----- TEKS BACAAN
Apa Itu Sharenting?
Istilah ini mulai diperkenalkan ketika makin marak orang tua membagikan cerita anak berupa foto atau video di media sosial. Bila ditilik dari akar katanya, istilah ini berasal dari kata 'sharing' (berbagi) dan 'parenting' (pengasuhan anak).
Pasti setiap aktivitas di media sosial akan ada nilai positif dan dampak negatifnya. Kali ini aku ingin membagikan pengalaman ketika foto atau video anak digunakan untuk menjadi bagian dari artikel yang ditulis.
Aku secara sadar menggunakan foto atau video tersebut sebagai jejak kenangan anak. Cerita yang dibagikan dalam bentuk artikel ada ditulis di blog pribadi dan di Kompasiana. K-Ners bisa menjejak di artikelku, sebagian besar ada foto anakku. Namun, aku tetap menggunakan batasan yang ketat saat mengunggah foto atau video di media sosial.
Silakan mampir di artikel terkait: Seru Loh! Berkuda di Kebun Teh Puncak
Aturan membagikan foto atau video di media sosial terutama adalah tentang pakaian dan pose. Jadi hanya akan membagikan foto terutama anak perempuan yang menggunakan jilbab dan pakaian menutup aurat saat dia sudah berusia di atas 7 tahun. Ada beberapa foto saat balita masih belum menggunakan jilbab, itu tidak mengapa. Pose juga harus memenuhi kaidah kesopanan.
Ada hal penting yang harus dijaga agar tidak menimbulkan dampak negatif. Kita harus merahasiakan tanggal kelahiran anak. Bila anak masih TK atau SD dan belum paham tentang kewaspadaan diri, jangan menjelaskan secara detail lokasi sekolah. Hindari membagi sesuatu yang tidak disukai anak atau dapat mempermalukan mereka.
Sampai usia SD, usahakan nomor anak adalah nomor yang dipegang orang tua. Hindari juga anak dari memiliki telepon genggam dengan nomor pribadi. Â Sejauh ini, anakku memang baru punya nomor pribadi setelah SMA. Bahkan di boarding school tidak boleh membawa telepon genggam, tetapi boleh membawa komputer jinjing untuk tugas dan segala keperluan akademik. Telepon genggam hanya bisa digunakan saat berada di rumah liburan.
Artikel terkait ada di link berikut: Ngabuburit di Perpustakaan atau Toko Buku, Why Not?Â
Aku menulis artikel tentang proses pengasuhan atau parenting seperti tentang membangun literasi sejak dini. Kegiatan liburan yang bermanfaat juga aku buat artikelnya agar menginspirasi orang tua lain. Proses belajar anak ketika bersekolah di pesantren dapat menjadi rujukan orang tua yang ingin memilih sekolah berasrama.
----------
Tolong sebutkan dua kata asal istilah sharenting menurut teks tentang sharenting. Catatan di bawah ini diambil dari sumber lain.
----- DATA TERCATAT
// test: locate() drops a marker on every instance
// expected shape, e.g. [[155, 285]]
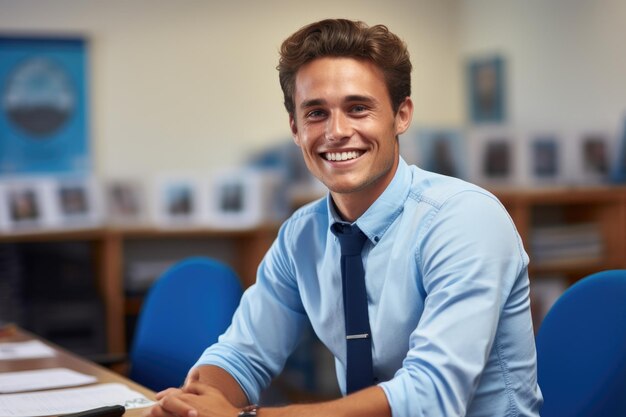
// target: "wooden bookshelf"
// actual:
[[108, 256], [601, 206]]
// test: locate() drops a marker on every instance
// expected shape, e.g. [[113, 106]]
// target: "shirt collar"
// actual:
[[379, 216]]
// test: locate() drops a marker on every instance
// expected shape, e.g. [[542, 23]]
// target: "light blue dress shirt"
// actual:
[[447, 286]]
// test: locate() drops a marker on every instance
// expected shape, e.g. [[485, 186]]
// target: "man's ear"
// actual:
[[404, 115], [294, 129]]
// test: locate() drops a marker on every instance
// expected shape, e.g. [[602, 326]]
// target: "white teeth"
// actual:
[[342, 156]]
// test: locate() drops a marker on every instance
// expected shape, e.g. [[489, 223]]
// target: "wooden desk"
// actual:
[[66, 359]]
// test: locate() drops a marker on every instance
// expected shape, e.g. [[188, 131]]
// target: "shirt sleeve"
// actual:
[[266, 327], [470, 257]]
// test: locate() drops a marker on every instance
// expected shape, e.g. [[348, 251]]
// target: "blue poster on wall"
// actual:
[[43, 106]]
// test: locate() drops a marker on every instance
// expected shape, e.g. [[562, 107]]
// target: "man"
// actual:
[[445, 272]]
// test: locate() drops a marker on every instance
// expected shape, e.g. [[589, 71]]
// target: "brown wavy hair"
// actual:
[[346, 38]]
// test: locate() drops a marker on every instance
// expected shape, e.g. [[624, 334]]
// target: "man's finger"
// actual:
[[175, 405], [167, 391]]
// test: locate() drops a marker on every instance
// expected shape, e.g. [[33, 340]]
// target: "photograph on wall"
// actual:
[[76, 201], [493, 155], [497, 159], [23, 205], [486, 84], [125, 201], [177, 200], [442, 151], [545, 158], [246, 197], [618, 170], [43, 105], [594, 157]]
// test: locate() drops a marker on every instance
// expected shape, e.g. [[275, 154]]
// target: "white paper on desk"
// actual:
[[25, 350], [71, 400], [42, 379]]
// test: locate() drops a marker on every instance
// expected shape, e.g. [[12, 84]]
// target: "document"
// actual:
[[25, 350], [42, 379], [70, 400]]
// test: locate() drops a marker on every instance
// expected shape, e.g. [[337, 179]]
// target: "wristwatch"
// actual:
[[249, 411]]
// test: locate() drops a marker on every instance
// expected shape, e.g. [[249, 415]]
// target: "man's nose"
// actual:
[[338, 127]]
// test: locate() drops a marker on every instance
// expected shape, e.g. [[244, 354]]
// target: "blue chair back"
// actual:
[[184, 312], [581, 349]]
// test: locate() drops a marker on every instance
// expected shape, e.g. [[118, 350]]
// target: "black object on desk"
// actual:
[[108, 411]]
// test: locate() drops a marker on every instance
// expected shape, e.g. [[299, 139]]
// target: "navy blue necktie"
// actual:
[[359, 373]]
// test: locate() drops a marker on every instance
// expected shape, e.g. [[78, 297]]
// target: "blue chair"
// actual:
[[581, 349], [184, 312]]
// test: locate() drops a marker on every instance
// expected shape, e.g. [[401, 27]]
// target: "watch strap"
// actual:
[[249, 411]]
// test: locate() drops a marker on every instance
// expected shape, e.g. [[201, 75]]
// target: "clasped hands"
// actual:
[[194, 399]]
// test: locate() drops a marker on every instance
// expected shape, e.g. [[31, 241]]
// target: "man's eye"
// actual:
[[315, 114]]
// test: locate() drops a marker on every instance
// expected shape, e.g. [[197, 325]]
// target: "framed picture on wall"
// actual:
[[494, 156], [177, 201], [593, 157], [618, 169], [125, 201], [241, 198], [23, 205], [545, 162], [442, 151], [77, 202], [44, 111], [486, 86]]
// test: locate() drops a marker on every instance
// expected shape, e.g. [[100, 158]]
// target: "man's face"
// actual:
[[345, 125]]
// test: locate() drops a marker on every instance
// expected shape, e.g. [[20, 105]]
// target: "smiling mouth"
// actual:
[[342, 156]]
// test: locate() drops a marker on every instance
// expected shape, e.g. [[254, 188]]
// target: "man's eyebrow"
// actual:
[[312, 103], [360, 98], [351, 98]]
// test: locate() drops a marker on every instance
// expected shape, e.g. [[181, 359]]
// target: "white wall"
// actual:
[[566, 59], [192, 85]]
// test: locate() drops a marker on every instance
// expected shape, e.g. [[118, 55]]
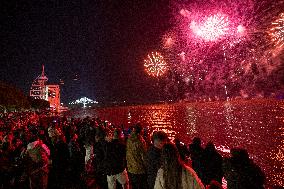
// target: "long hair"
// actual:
[[172, 167]]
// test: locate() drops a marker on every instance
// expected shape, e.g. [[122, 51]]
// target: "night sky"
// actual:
[[101, 43]]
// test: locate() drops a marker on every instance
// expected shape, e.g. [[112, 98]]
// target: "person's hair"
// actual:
[[172, 167], [214, 185], [116, 133], [240, 155], [196, 141], [210, 147], [100, 133], [137, 128], [160, 135]]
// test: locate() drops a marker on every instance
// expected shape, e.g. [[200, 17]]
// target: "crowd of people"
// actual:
[[40, 152]]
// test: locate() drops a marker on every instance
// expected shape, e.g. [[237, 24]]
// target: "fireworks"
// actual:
[[155, 65], [277, 31], [212, 29], [168, 40]]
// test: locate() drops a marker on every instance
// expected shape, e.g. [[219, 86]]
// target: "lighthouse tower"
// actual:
[[38, 89]]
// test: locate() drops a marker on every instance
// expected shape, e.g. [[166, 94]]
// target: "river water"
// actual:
[[256, 125]]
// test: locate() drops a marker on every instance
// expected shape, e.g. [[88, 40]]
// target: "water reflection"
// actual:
[[256, 125]]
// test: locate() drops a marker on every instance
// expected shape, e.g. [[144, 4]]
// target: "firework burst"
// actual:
[[224, 42], [277, 31], [155, 64], [212, 29]]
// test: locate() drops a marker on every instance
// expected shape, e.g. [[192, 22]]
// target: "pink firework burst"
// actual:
[[155, 65], [213, 29]]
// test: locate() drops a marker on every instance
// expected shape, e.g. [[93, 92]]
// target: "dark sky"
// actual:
[[104, 42]]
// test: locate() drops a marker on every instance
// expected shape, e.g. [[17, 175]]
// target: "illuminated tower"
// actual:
[[50, 93], [38, 89]]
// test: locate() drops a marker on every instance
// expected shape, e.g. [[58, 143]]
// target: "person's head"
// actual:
[[196, 141], [171, 166], [214, 185], [100, 134], [210, 147], [160, 138], [117, 134], [137, 129]]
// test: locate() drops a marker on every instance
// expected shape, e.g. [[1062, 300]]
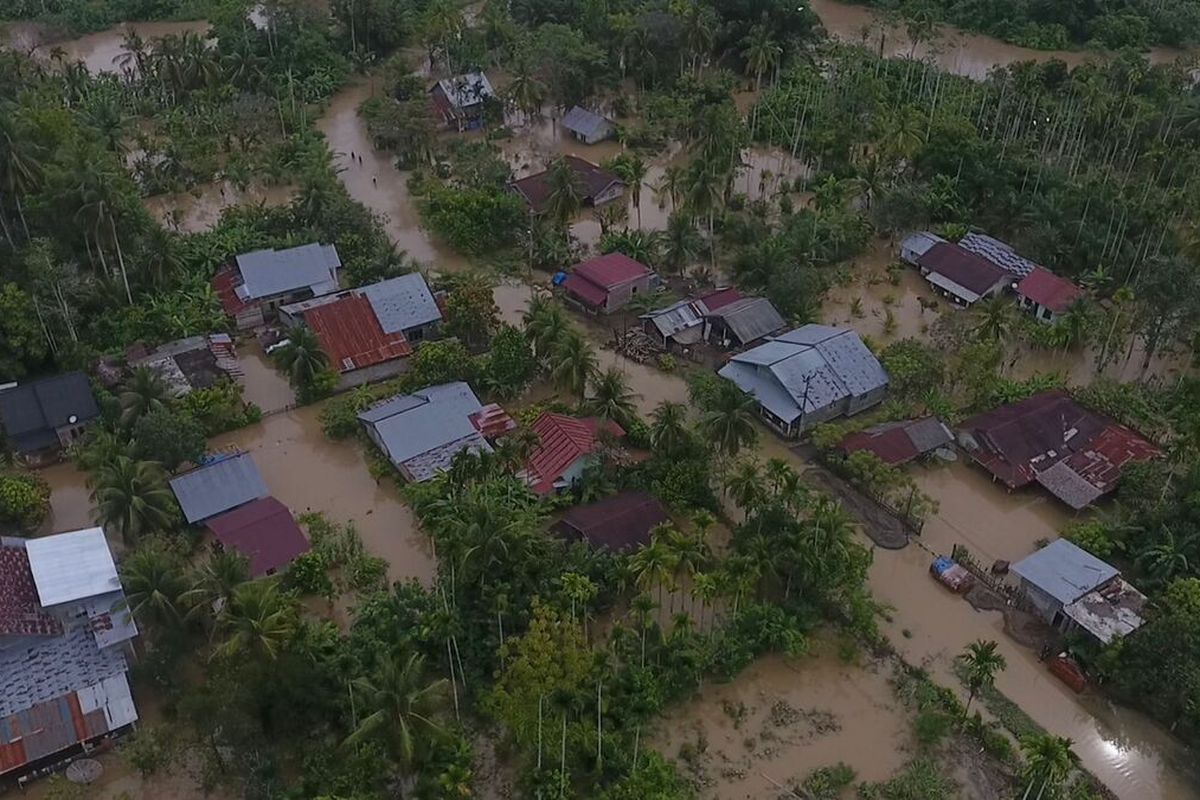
----------
◆ **JAWABAN AKHIR**
Kata 'sharing' (berbagi) dan 'parenting' (pengasuhan anak).